▸ **To do**
Rewrite every line of all the entries below as a JSON list of strings, one string per line, omitting blank lines.

** START OF Supplied records **

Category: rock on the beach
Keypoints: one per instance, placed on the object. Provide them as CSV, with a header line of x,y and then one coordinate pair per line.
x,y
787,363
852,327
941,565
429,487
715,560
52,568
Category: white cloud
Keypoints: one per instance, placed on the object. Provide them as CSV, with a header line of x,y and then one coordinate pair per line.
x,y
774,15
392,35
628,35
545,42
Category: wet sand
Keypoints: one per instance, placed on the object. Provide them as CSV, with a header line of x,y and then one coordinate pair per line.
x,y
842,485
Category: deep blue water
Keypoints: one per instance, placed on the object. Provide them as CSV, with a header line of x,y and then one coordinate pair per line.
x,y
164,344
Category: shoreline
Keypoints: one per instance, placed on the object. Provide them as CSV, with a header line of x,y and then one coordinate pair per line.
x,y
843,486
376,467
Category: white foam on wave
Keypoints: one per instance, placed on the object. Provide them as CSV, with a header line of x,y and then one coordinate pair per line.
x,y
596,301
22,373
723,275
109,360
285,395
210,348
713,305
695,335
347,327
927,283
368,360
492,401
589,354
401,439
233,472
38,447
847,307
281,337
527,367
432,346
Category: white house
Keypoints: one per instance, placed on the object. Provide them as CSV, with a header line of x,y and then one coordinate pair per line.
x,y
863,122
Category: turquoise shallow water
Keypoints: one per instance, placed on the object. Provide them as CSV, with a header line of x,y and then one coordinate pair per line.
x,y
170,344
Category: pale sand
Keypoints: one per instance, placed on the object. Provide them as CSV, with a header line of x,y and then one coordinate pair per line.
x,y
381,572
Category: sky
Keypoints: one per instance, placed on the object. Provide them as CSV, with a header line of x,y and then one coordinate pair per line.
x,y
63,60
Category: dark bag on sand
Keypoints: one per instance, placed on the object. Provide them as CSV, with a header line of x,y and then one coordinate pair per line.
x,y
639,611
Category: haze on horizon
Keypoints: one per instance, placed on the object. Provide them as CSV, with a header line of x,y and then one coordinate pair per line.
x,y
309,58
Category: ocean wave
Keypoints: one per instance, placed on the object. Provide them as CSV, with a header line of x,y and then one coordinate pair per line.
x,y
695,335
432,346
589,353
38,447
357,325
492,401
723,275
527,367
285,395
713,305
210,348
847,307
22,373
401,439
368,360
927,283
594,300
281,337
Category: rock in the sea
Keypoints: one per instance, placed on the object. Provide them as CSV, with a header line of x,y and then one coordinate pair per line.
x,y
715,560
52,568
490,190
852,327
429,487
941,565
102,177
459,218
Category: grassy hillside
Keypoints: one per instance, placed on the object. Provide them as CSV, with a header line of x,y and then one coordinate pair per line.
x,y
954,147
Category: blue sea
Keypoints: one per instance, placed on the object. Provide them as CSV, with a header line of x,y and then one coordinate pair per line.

** END OF Supplied records **

▸ **Exercise answer**
[
  "Category: rock on the beach",
  "Keypoints: one per instance, placed on the object. Provide them as CSV, with a header line of x,y and then one coordinate pair per line.",
  "x,y",
  "787,363",
  "852,327",
  "941,565",
  "429,487",
  "715,560",
  "52,568",
  "Category: white cloud",
  "Keypoints: one per instance, placed on the object. Provide them as CSV, with a header line of x,y and then one coordinate pair per line.",
  "x,y",
  "774,15",
  "392,35",
  "628,35",
  "545,42",
  "Category: wet sand",
  "Keypoints: one per instance, placed on the object. Provide them as CSV, with a header line of x,y and then one coordinate pair per line.",
  "x,y",
  "842,485",
  "Category: deep blue water",
  "Keypoints: one per instance, placed on the object. Provide them as CSV, with a header line of x,y and then one coordinate pair per line.",
  "x,y",
  "164,344",
  "Category: shoreline",
  "Keypoints: one per instance, placed on the object. Provide them as CSV, with a header line of x,y and then one coordinate pair per line.",
  "x,y",
  "843,486",
  "376,467",
  "Category: white foam on wave",
  "Keypoints: one per instance, placed on the object. Provide them as CSV, with a header line of x,y and then one coordinate pair per line.",
  "x,y",
  "596,301",
  "22,373",
  "723,275",
  "109,360",
  "285,395",
  "210,348",
  "713,305",
  "695,335",
  "347,327",
  "927,283",
  "368,360",
  "492,401",
  "589,354",
  "401,439",
  "233,472",
  "38,447",
  "847,307",
  "281,337",
  "527,367",
  "432,346",
  "Category: white house",
  "Keypoints: one per instance, placed on the object. Provide them as CSV, with a header line of x,y and then one coordinate pair per line.",
  "x,y",
  "863,122",
  "Category: turquoise shallow water",
  "Keypoints: one per instance, placed on the object. Provide them as CSV, with a header line of x,y and then one coordinate pair per line.",
  "x,y",
  "170,344",
  "Category: pale sand",
  "Keypoints: one per instance, placed on the object. Provide them as CSV, with a header line of x,y and then one coordinate pair per line.",
  "x,y",
  "381,572",
  "Category: sky",
  "Keypoints: one per instance, placed on the object. Provide them as CSV, with a header line of x,y and then one coordinate pair per line.",
  "x,y",
  "63,60",
  "Category: dark bag on sand",
  "Keypoints: one per instance, placed on the object. Provide them as CSV, with a header line of x,y and then one coordinate pair per line.",
  "x,y",
  "639,611",
  "Category: haze on horizon",
  "Keypoints: one per instance, placed on the object. Provide them as CSV, with a header line of x,y and then one coordinate pair per line.",
  "x,y",
  "309,58",
  "Category: ocean wave",
  "Keypoints: one per instance, placed on the object. Provide them as CSV, with a header line of x,y and then one coordinate pair per line.",
  "x,y",
  "695,335",
  "432,346",
  "589,353",
  "38,447",
  "357,325",
  "492,401",
  "723,275",
  "527,367",
  "285,395",
  "713,305",
  "210,348",
  "847,307",
  "22,373",
  "401,439",
  "368,360",
  "927,283",
  "594,300",
  "281,337",
  "Category: rock in the sea",
  "Keypoints: one per instance, placed on the object. Provide them as CSV, with a header line of x,y and then one coordinate pair per line.",
  "x,y",
  "715,560",
  "52,568",
  "490,190",
  "852,327",
  "429,487",
  "941,565",
  "102,177",
  "459,218",
  "Category: grassy hillside",
  "Keypoints: one per instance, placed on the object. Provide them as CSV, with a header line of x,y and then one coordinate pair per line.",
  "x,y",
  "954,147",
  "Category: blue sea",
  "Keypoints: one per instance, placed on the object. Provide them as CSV, with a header line of x,y and then one coordinate pair per line."
]